DOCUMENT EXTRACT:
......
NWF and MUCC argue that ``EPA's 1993 approval of Michigan's General 
Permit Program was illegal'' because, prior to approving of Michigan's 
General Permit Program, EPA allegedly violated its own regulations and 
past practices ``(1) by failing to have a complete State program 
submission before approving Michigan's General Permit Program; (2) by 
failing to provide public notice of and comment on the proposed 
approval; and (3) by failing to hold a public hearing.''
    EPA believes that allegations about the unlawfulness of previous 
agency actions are not relevant to a pending agency matter, except to 
the extent that EPA proposes to take allegedly unlawful actions in the 
pending agency matter. In response to the first allegation of unlawful 
action, EPA continues to believe that neither the CWA nor NPDES State 
program regulations require comprehensive review and ``reapproval'' of 
the entire underlying NPDES program each time the Agency approves a 
modification to such a program. EPA regulations establish procedures 
for identification (both by EPA and interested persons) and review of 
any allegation of failure by a State to comply with NPDES State program 
requirements. See 40 CFR 123.64(b)(1). In the specific matter currently 
before the Agency, namely, the effect of the Executive Orders on the 
Michigan's program, the Agency believes that comprehensive review and 
``reapproval'' is unnecessary. See National Wildlife Federation v.
......
WRITTEN PROBLEM: Continue the excerpt on EPA's review of Michigan's NPDES permit program from the point where it stops. The records after this point come from a different source than the text.
......
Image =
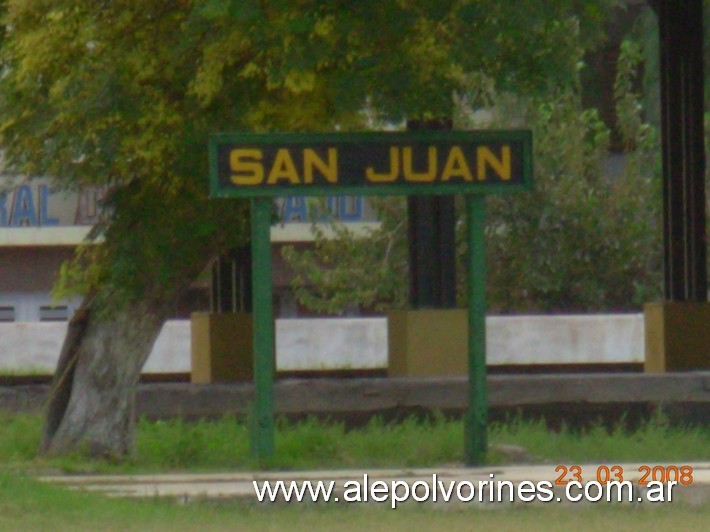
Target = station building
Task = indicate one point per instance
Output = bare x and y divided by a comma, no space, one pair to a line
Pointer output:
40,228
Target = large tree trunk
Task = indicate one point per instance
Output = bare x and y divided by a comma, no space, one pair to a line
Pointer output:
91,409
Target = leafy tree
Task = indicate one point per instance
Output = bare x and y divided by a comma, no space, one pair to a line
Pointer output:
125,93
581,241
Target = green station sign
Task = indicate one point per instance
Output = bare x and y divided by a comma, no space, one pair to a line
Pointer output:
406,163
472,163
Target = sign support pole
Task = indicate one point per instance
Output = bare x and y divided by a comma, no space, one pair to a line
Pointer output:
262,426
476,438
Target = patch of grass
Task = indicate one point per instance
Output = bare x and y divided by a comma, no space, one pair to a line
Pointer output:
26,504
311,444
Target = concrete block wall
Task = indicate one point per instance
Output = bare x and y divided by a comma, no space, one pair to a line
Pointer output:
361,343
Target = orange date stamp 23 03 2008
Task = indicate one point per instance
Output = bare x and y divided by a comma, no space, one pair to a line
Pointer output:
658,473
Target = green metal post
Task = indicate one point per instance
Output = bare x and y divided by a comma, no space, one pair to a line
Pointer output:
476,419
262,428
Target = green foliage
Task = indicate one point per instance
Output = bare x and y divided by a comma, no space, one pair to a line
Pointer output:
586,239
126,94
344,269
582,240
223,444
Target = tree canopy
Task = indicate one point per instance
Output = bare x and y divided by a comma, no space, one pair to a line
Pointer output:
126,93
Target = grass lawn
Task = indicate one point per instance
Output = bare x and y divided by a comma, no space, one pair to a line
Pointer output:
25,504
223,445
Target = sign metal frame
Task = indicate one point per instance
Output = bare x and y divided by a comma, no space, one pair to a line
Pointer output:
262,421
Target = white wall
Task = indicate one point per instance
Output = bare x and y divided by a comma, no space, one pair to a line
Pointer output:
361,343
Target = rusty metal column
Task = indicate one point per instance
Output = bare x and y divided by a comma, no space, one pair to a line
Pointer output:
685,247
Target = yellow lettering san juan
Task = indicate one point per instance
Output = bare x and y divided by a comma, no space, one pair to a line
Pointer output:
456,166
248,168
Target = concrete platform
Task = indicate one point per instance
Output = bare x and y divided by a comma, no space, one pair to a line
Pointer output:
684,397
239,485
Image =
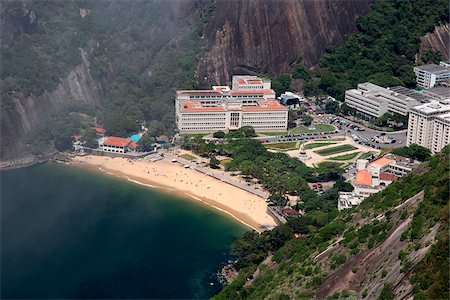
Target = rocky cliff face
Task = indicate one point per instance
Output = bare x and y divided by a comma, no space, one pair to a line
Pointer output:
270,36
24,113
438,40
242,36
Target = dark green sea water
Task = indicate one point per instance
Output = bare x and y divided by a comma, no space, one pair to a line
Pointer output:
72,233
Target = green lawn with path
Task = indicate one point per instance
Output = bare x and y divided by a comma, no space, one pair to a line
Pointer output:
273,133
285,146
335,150
318,128
345,156
317,145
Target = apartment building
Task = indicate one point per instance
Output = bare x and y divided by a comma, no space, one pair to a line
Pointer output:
374,101
428,126
251,102
427,76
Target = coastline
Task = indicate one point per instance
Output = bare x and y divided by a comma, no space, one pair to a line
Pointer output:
164,176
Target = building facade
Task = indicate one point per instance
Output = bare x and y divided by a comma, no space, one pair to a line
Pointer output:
427,76
428,126
251,102
374,100
115,144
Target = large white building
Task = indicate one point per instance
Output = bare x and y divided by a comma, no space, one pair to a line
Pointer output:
373,100
429,126
251,102
428,76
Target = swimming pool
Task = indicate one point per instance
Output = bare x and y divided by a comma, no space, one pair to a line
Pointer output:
135,137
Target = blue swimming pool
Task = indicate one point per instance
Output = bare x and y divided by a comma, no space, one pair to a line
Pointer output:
135,137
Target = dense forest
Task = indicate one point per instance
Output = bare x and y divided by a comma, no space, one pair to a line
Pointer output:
139,63
382,51
295,268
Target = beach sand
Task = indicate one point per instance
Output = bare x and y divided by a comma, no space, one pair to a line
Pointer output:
173,178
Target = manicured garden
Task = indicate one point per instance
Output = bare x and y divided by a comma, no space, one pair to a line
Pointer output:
317,145
286,146
318,128
335,150
345,156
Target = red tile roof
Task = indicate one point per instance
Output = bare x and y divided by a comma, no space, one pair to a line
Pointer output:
133,145
363,177
116,141
252,92
100,130
388,176
290,212
381,162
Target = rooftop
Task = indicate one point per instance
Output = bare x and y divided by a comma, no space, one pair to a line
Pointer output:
381,162
363,177
117,141
432,108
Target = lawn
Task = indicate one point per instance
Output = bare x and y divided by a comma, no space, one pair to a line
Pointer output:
318,144
335,150
345,156
286,146
188,157
273,133
318,128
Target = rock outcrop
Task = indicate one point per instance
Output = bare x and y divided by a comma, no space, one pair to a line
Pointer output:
25,113
270,36
438,40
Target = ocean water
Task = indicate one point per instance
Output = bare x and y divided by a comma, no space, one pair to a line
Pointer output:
73,233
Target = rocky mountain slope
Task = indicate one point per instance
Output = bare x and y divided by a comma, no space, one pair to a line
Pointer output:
438,40
42,42
269,36
393,246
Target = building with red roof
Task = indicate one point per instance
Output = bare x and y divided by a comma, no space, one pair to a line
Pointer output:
251,102
115,144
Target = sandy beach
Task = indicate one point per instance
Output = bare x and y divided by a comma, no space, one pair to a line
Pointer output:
190,184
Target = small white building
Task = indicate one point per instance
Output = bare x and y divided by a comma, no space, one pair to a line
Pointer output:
348,199
428,76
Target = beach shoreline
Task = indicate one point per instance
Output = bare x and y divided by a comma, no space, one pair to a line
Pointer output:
167,177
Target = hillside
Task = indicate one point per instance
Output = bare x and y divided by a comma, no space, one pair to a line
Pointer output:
120,61
394,245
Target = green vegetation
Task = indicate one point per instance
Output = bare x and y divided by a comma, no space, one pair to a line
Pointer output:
382,50
318,128
317,145
139,69
414,151
345,156
334,150
285,146
297,274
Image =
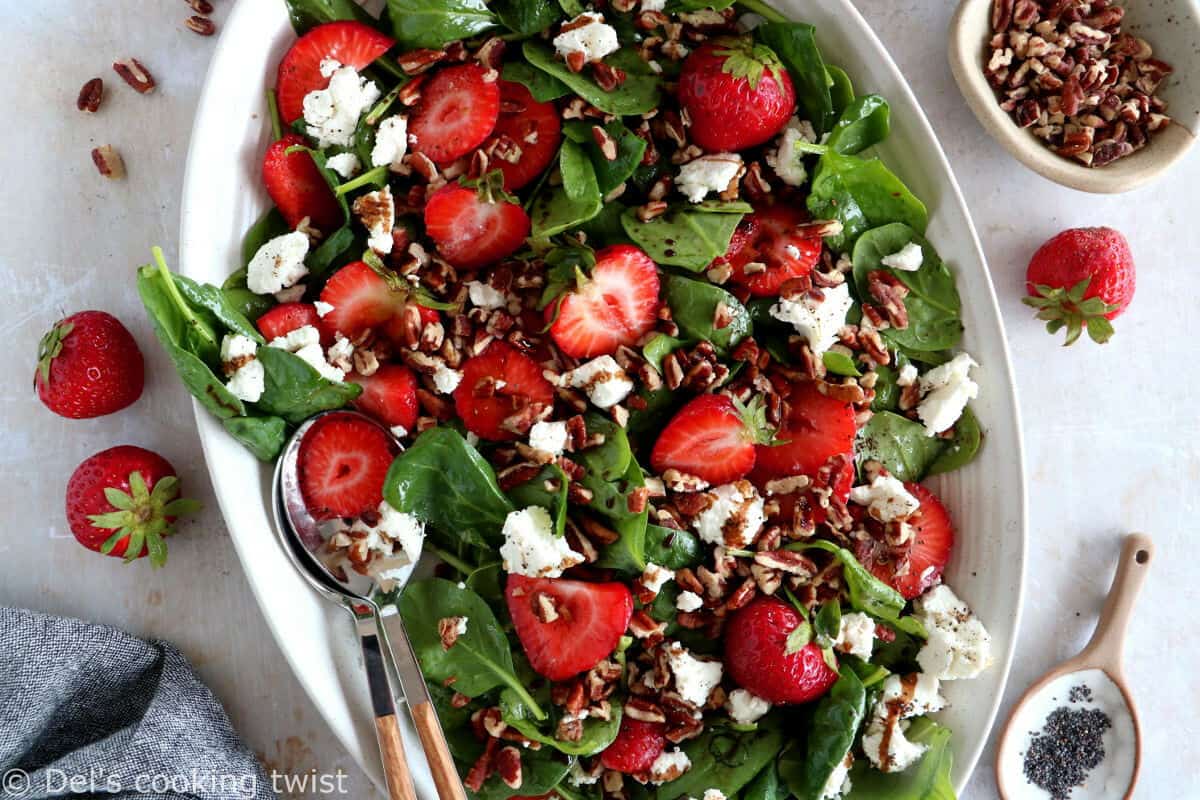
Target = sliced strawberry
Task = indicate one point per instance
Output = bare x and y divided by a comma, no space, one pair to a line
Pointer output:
771,238
349,43
297,186
456,113
343,461
592,618
712,438
472,230
389,395
533,127
496,385
615,307
636,746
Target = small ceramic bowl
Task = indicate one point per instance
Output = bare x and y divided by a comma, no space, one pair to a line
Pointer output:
1173,29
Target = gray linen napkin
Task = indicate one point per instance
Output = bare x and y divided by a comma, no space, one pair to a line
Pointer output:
88,710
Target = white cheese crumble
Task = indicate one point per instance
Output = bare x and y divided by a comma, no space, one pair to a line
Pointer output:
946,389
603,379
695,679
277,264
333,113
391,143
745,708
816,320
958,645
886,499
733,517
907,259
531,547
589,36
707,174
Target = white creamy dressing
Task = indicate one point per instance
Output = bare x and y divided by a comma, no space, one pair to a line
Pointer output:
1110,779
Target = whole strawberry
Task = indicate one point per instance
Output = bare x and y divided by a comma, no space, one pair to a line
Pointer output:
88,365
123,501
1081,278
737,94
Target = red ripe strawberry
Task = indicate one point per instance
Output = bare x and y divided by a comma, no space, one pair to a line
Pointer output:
349,43
636,746
737,94
456,113
297,186
713,437
343,459
757,659
474,227
123,500
88,365
616,306
484,402
769,236
592,618
389,395
928,551
1079,280
532,126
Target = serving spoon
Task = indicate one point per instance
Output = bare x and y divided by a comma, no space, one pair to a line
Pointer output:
382,635
1099,662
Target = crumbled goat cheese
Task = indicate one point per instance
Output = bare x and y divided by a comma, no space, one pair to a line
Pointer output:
588,35
391,143
549,437
856,635
907,259
605,383
958,645
345,164
786,160
531,547
745,708
886,499
946,389
485,296
733,517
695,679
277,264
707,174
816,320
331,114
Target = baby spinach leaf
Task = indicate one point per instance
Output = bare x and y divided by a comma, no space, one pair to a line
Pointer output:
263,435
637,95
683,236
436,23
694,304
447,483
933,304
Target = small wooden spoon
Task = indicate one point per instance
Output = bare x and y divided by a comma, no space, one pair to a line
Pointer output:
1104,653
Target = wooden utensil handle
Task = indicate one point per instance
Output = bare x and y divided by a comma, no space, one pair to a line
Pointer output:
445,775
1107,645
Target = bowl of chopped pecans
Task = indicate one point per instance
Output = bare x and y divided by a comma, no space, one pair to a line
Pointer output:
1089,94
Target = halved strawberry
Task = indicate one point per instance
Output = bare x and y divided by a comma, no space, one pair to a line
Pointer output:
636,747
496,385
533,127
473,227
351,43
297,186
456,113
389,395
592,618
769,238
343,461
713,437
616,306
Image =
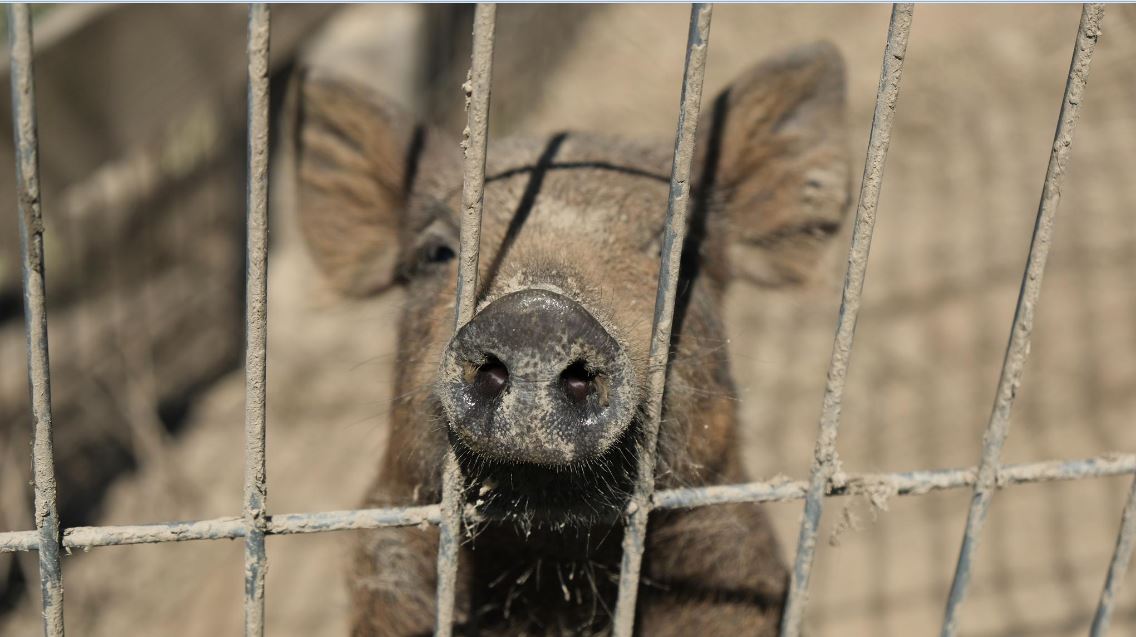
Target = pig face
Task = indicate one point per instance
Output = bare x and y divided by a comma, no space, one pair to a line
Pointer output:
542,393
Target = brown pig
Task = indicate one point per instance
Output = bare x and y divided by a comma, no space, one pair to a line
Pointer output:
542,393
......
REPLY TO THE EXERCISE:
Adamkus, 936 F.Supp. 435, 440-41, 444 (W.D. Mich. 1996) (upholding 
EPA's decision, in interpreting comparable statutory and regulatory 
provisions pertaining to EPA's review of revisions to State Section 404 
wetland permitting programs, that EPA need not perform a comprehensive 
review of an entire underlying State program when approving a 
modification to such program). Instead, as was made clear in the March 
28, 1997, notice, the issues in the present matter are: (1) Whether the 
Executive Orders caused substantial revisions to Michigan's NPDES 
program; (2) whether any revisions to Michigan's NPDES program that 
resulted from the Executive Orders should be approved; and (3) whether 
the Executive Orders have had any impact on EPA approval of the 
modification to the Michigan NPDES program recognizing the State's 
authority to issue general permits.
    On the other two issues identified by the commentors, the 
opportunity for public comment and the opportunity for a public 
hearing, EPA did provide an opportunity for public comment in this 
matter (and this notice responds to those comments) and an opportunity 
for the public to request a public hearing (although MWF and MUCC did 
not specifically request a public hearing in this matter). As described 
below, EPA does not believe that a public hearing is necessary based 
upon the comments received.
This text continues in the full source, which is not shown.